**Using the information:**
1. Answer these questions using the beer blog extract:
(a) Which categories was the writer asked to judge at the National Homebrewing Competition?
(b) In what venue was the competition held?
(c) Which beer is named as a seasonal beer suited to decorating the Christmas tree?
2. Carry on the beer blog extract from its final sentence, in the same voice.

**Extract:**
※ ※ ※

The anticipation is mighty, the mood is tense
And the beer is…

Finally, the week ended being asked to judge at the National Homebrewing Competition Now in its second year, there were almost 400 entries from 140 brewers. The competition was held in The Church (venue for the forthcoming European Beer Bloggers Conference) and it was an early start for judges, who were asked to be there by 9.30am on a Saturday morning. I had to be good the night before because I didn’t want my palate to be shot so I limited myself to a couple of post work pints and an opportunity to catch up with Bo Bristle who were doing a tasting in Baggot Street Wines. I was asked to judge the American Amber and American Brown Ale categories. Judging at a competition is fairly intense as each beer is ruthlessly scrutinised and there’s a lot of form filling. It is a great experience and really gives you a sense of the wider beer movement in Ireland and the talent that is out there.

So that was the week that was, for me at least…

The most wonderful time for beer

The only bit of Christmas shopping I like is carefully selecting the beers to enjoy over the holiday period. The most important choices are the beers to be savoured alongise the Christmas meal itself.

Food and beer pairings can be a joy but also at times the attempts to get them right can be a real test of endurance. Christmas Day dinner can be one of those occasions where choosing the right beers can be a particular ordeal, simply because of the range of food and differing flavours being experienced. One caveat is that Christmas seasonal beers may not be ideal because of the strong flavours contained within. These can be perfect on their own (e.g. BrewDog’s Hoppy Christmas while decorating the Christmas tree) but depending on the specific profile of each beer, they can be tricky to match with food, particularly a Christmas menu.

※ ※ ※

**Data shown:**
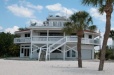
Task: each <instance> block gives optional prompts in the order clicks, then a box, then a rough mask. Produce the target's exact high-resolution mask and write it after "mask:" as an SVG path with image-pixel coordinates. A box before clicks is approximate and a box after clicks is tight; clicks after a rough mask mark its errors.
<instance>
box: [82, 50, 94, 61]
mask: <svg viewBox="0 0 114 75" xmlns="http://www.w3.org/2000/svg"><path fill="white" fill-rule="evenodd" d="M82 59H92V50H82Z"/></svg>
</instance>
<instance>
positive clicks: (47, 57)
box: [46, 30, 49, 61]
mask: <svg viewBox="0 0 114 75" xmlns="http://www.w3.org/2000/svg"><path fill="white" fill-rule="evenodd" d="M48 36H49V30H47V51H46V61H47V58H48V57H47V56H48V53H49V49H48V42H49V40H48V39H49V38H48Z"/></svg>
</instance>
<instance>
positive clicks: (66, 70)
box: [0, 59, 114, 75]
mask: <svg viewBox="0 0 114 75" xmlns="http://www.w3.org/2000/svg"><path fill="white" fill-rule="evenodd" d="M98 65H99V62H98V61H86V60H84V61H83V68H78V67H77V61H46V62H45V61H34V60H33V61H26V60H25V61H24V60H4V59H0V75H114V62H106V63H105V67H104V71H97V69H98Z"/></svg>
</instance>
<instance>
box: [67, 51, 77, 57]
mask: <svg viewBox="0 0 114 75" xmlns="http://www.w3.org/2000/svg"><path fill="white" fill-rule="evenodd" d="M67 57H76V52H75V51H74V50H70V51H67Z"/></svg>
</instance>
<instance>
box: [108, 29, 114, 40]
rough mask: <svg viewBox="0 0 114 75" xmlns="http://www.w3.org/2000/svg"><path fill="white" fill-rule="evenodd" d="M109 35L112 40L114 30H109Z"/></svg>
mask: <svg viewBox="0 0 114 75" xmlns="http://www.w3.org/2000/svg"><path fill="white" fill-rule="evenodd" d="M109 37H110V38H112V40H114V30H111V31H110V34H109Z"/></svg>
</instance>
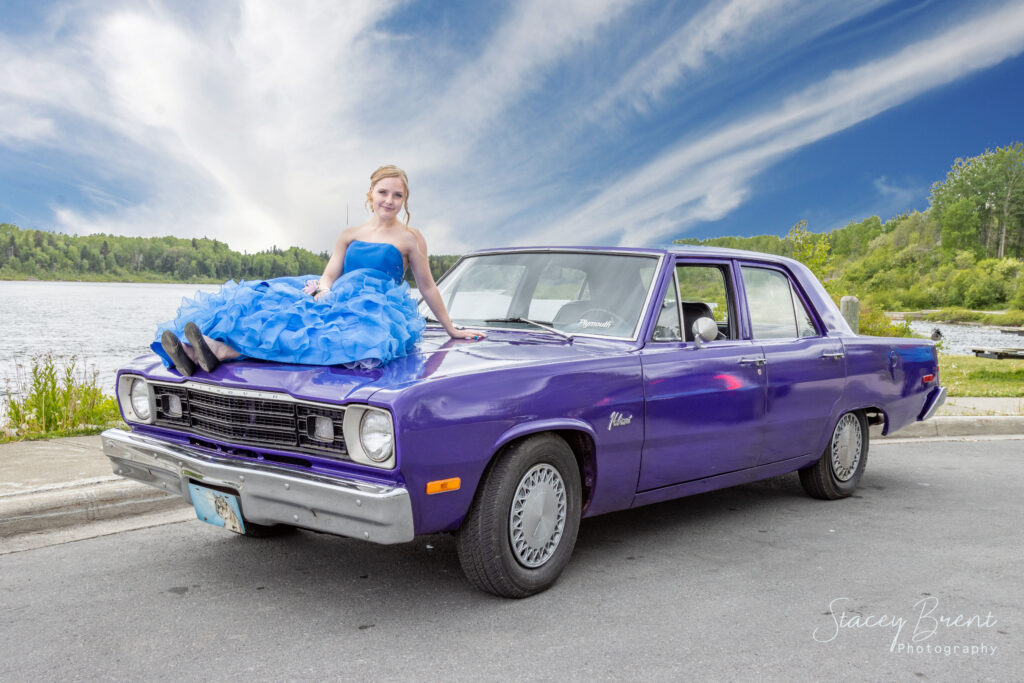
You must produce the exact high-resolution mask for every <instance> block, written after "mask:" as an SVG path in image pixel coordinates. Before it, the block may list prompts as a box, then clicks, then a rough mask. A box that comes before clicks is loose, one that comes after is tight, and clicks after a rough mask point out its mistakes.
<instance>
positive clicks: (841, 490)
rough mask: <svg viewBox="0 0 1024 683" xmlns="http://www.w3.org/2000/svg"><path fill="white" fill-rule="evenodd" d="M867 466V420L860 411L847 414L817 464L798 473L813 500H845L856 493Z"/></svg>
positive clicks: (838, 426) (806, 488) (832, 435)
mask: <svg viewBox="0 0 1024 683" xmlns="http://www.w3.org/2000/svg"><path fill="white" fill-rule="evenodd" d="M866 464H867V419H866V418H865V417H864V414H863V413H862V412H860V411H857V412H853V413H846V414H844V415H843V417H841V418H840V419H839V422H837V423H836V429H834V430H833V435H831V438H830V439H828V444H827V445H825V451H824V453H822V454H821V458H820V459H818V462H816V463H814V464H813V465H811V466H810V467H807V468H805V469H802V470H800V483H802V484H803V485H804V490H806V492H807V493H808V495H810V496H813V497H814V498H821V499H825V500H829V501H834V500H836V499H840V498H846V497H847V496H850V495H851V494H853V492H854V490H856V488H857V484H858V483H859V482H860V477H861V475H863V473H864V466H865V465H866Z"/></svg>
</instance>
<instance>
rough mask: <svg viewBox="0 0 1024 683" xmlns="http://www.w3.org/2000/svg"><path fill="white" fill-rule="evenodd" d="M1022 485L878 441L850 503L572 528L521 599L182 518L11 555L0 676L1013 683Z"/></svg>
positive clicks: (975, 470)
mask: <svg viewBox="0 0 1024 683" xmlns="http://www.w3.org/2000/svg"><path fill="white" fill-rule="evenodd" d="M1022 480H1024V440H1020V439H1006V440H977V441H920V440H919V441H914V442H906V443H886V444H872V449H871V453H870V457H869V461H868V466H867V471H866V473H865V476H864V479H863V481H862V485H861V488H860V490H859V493H858V495H857V496H855V497H854V498H851V499H848V500H845V501H840V502H834V503H826V502H821V501H815V500H812V499H809V498H807V497H806V496H804V495H803V493H802V490H801V489H800V485H799V482H798V481H797V478H796V475H792V476H785V477H779V478H776V479H773V480H770V481H767V482H761V483H758V484H753V485H746V486H740V487H736V488H731V489H727V490H724V492H717V493H712V494H706V495H702V496H697V497H693V498H689V499H684V500H681V501H675V502H671V503H665V504H660V505H656V506H651V507H647V508H642V509H638V510H633V511H629V512H623V513H616V514H611V515H605V516H602V517H598V518H595V519H591V520H585V522H584V524H583V527H582V529H581V537H580V541H579V543H578V546H577V550H575V554H574V556H573V559H572V561H571V563H570V564H569V566H568V568H567V570H566V571H565V573H564V574H563V575H562V579H561V580H560V581H559V583H558V584H557V585H556V586H555V587H554V588H553V589H551V590H550V591H548V592H547V593H544V594H541V595H539V596H535V597H532V598H529V599H526V600H521V601H510V600H503V599H499V598H494V597H490V596H488V595H485V594H482V593H478V592H476V591H475V590H473V589H472V588H470V587H469V586H468V584H466V583H465V581H464V580H463V579H462V575H461V571H460V569H459V563H458V559H457V557H456V553H455V546H454V543H453V540H452V539H451V538H450V537H446V536H435V537H427V538H422V539H417V540H416V541H415V542H413V543H410V544H406V545H402V546H395V547H381V546H373V545H369V544H364V543H360V542H357V541H349V540H345V539H336V538H330V537H323V536H317V535H314V533H308V532H299V533H295V535H292V536H287V537H283V538H276V539H252V538H245V537H238V536H234V535H231V533H228V532H226V531H222V530H220V529H217V528H214V527H212V526H208V525H206V524H203V523H201V522H198V521H194V522H185V523H176V524H167V525H164V526H159V527H154V528H148V529H140V530H135V531H127V532H122V533H116V535H113V536H108V537H102V538H96V539H91V540H88V541H81V542H76V543H68V544H65V545H60V546H53V547H49V548H43V549H39V550H32V551H26V552H19V553H12V554H9V555H4V556H0V577H2V580H0V680H3V681H29V680H33V681H36V680H96V679H118V680H141V679H147V680H170V679H174V680H180V679H191V678H204V679H212V680H249V681H256V680H298V679H342V678H356V679H378V678H391V679H394V678H399V677H400V678H402V679H413V680H421V679H423V680H427V679H457V680H478V679H493V680H499V679H501V680H511V679H513V678H515V679H516V680H550V679H570V680H588V679H595V678H597V679H610V678H615V679H653V680H679V679H691V678H703V679H715V680H740V679H743V680H749V679H752V678H758V679H767V680H814V679H818V680H822V679H824V680H840V679H845V680H883V679H885V680H914V681H918V680H950V681H952V680H956V681H966V680H1019V679H1020V672H1021V671H1022V670H1024V638H1022V624H1024V582H1022V581H1021V579H1020V575H1021V567H1020V564H1021V559H1022V558H1024V533H1022V532H1021V527H1020V523H1021V519H1022V517H1024V515H1022V512H1024V504H1022V498H1021V492H1020V482H1021V481H1022ZM957 617H958V618H957Z"/></svg>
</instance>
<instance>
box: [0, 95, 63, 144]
mask: <svg viewBox="0 0 1024 683" xmlns="http://www.w3.org/2000/svg"><path fill="white" fill-rule="evenodd" d="M53 137H54V125H53V120H52V119H49V118H47V117H45V116H38V115H36V114H33V113H32V112H30V111H27V110H26V109H25V108H23V106H18V105H16V104H8V103H0V144H7V145H14V144H15V143H19V142H20V143H29V142H31V143H36V144H39V143H43V142H45V141H46V140H49V139H52V138H53Z"/></svg>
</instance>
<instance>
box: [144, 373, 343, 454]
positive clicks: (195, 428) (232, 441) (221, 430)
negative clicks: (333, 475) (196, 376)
mask: <svg viewBox="0 0 1024 683" xmlns="http://www.w3.org/2000/svg"><path fill="white" fill-rule="evenodd" d="M152 386H153V390H154V398H155V402H156V415H155V416H154V417H155V422H156V424H157V425H160V426H162V427H171V428H174V429H179V430H181V431H186V432H189V433H193V434H200V435H204V436H209V437H213V438H217V439H219V440H222V441H226V442H229V443H239V444H245V445H255V446H263V447H265V449H275V450H281V451H297V452H300V453H309V454H314V455H318V456H326V457H328V458H343V459H345V460H347V459H348V451H347V450H346V449H345V440H344V436H343V435H342V423H343V422H344V419H345V410H344V409H343V408H338V407H335V405H321V404H317V403H305V402H300V401H297V400H294V399H292V398H291V397H289V396H286V395H284V394H281V398H274V397H267V396H268V394H267V392H258V394H257V393H256V392H254V393H253V395H246V393H245V392H244V391H240V392H237V393H236V392H232V393H231V394H225V393H220V392H217V391H211V390H204V389H197V388H195V387H191V386H181V385H167V384H153V385H152ZM316 417H325V418H328V419H329V420H331V423H332V425H333V428H334V438H333V440H331V441H326V440H321V439H319V438H316V437H314V434H315V423H316Z"/></svg>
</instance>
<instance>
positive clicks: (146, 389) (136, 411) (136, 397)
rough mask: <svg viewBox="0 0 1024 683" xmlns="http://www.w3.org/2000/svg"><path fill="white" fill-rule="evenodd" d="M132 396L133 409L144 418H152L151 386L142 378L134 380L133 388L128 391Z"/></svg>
mask: <svg viewBox="0 0 1024 683" xmlns="http://www.w3.org/2000/svg"><path fill="white" fill-rule="evenodd" d="M128 395H130V396H131V410H132V411H134V412H135V415H137V416H138V417H139V418H140V419H142V420H148V419H150V387H147V386H146V385H145V382H143V381H142V380H132V383H131V389H130V390H129V391H128Z"/></svg>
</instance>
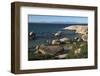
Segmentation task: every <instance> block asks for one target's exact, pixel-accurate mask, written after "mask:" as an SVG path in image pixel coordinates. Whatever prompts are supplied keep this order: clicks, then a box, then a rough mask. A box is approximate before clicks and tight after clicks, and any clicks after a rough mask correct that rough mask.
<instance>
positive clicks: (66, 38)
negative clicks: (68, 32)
mask: <svg viewBox="0 0 100 76" xmlns="http://www.w3.org/2000/svg"><path fill="white" fill-rule="evenodd" d="M66 41H69V38H66V37H64V38H62V39H60V42H64V43H66Z"/></svg>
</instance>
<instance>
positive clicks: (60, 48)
mask: <svg viewBox="0 0 100 76" xmlns="http://www.w3.org/2000/svg"><path fill="white" fill-rule="evenodd" d="M67 52H68V49H67V48H64V47H62V46H52V45H49V46H45V45H40V46H37V47H36V52H35V53H41V54H43V55H45V54H49V55H54V56H57V55H60V54H64V53H67Z"/></svg>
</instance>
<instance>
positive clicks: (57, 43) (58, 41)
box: [51, 39, 61, 45]
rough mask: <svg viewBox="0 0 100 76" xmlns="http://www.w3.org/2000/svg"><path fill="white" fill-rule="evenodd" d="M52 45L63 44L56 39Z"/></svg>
mask: <svg viewBox="0 0 100 76" xmlns="http://www.w3.org/2000/svg"><path fill="white" fill-rule="evenodd" d="M51 44H52V45H60V44H61V42H60V40H58V39H55V40H52V43H51Z"/></svg>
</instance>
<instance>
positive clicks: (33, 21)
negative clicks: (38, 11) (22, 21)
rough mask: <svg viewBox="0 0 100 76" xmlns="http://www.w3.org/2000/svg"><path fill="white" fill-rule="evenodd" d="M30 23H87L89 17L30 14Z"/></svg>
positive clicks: (84, 23)
mask: <svg viewBox="0 0 100 76" xmlns="http://www.w3.org/2000/svg"><path fill="white" fill-rule="evenodd" d="M28 22H29V23H63V24H75V23H77V24H87V23H88V17H79V16H49V15H29V16H28Z"/></svg>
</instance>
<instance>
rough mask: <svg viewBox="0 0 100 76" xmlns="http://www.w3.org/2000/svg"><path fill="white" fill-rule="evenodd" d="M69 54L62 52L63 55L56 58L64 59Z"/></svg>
mask: <svg viewBox="0 0 100 76" xmlns="http://www.w3.org/2000/svg"><path fill="white" fill-rule="evenodd" d="M67 55H68V54H61V55H58V56H56V58H59V59H64V58H66V56H67Z"/></svg>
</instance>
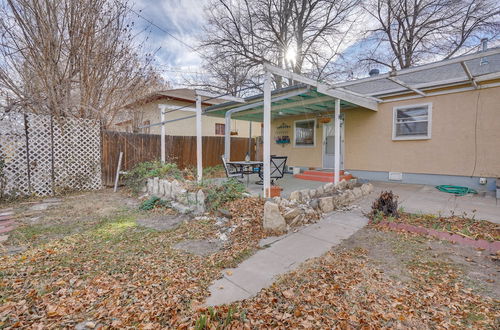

※ ※ ※

**Answer list:**
1.
(a) American Amber and American Brown Ale.
(b) The Church.
(c) BrewDog's Hoppy Christmas.

2.
Menus of course vary between households but a common thread exists – deep, rich and luxurious foods that will appeal to a broad range of ages and people around the table. Some may go with a 1970s style with a prawn cocktail to start and a trifle to finish but others may have soup or light starter finishing off with the traditional heavyweight Christmas pudding. At the heart of most menus will be a roast. An obvious choice given so many dishes to be prepared for one meal, taking advantage of a slow-cooking main course helps preserve the sanity of the chef.

Christmas Menu


Prawn Cocktail

The problem with this course is not necessarily being careful not to overpower the prawns themselves but the Marie Rose sauce. The tang of the ketchup is the key feature of this dish.

Verdict: Galway Hooker is a fantastic match (it would also be an excellent choice for a Christmas all rounder).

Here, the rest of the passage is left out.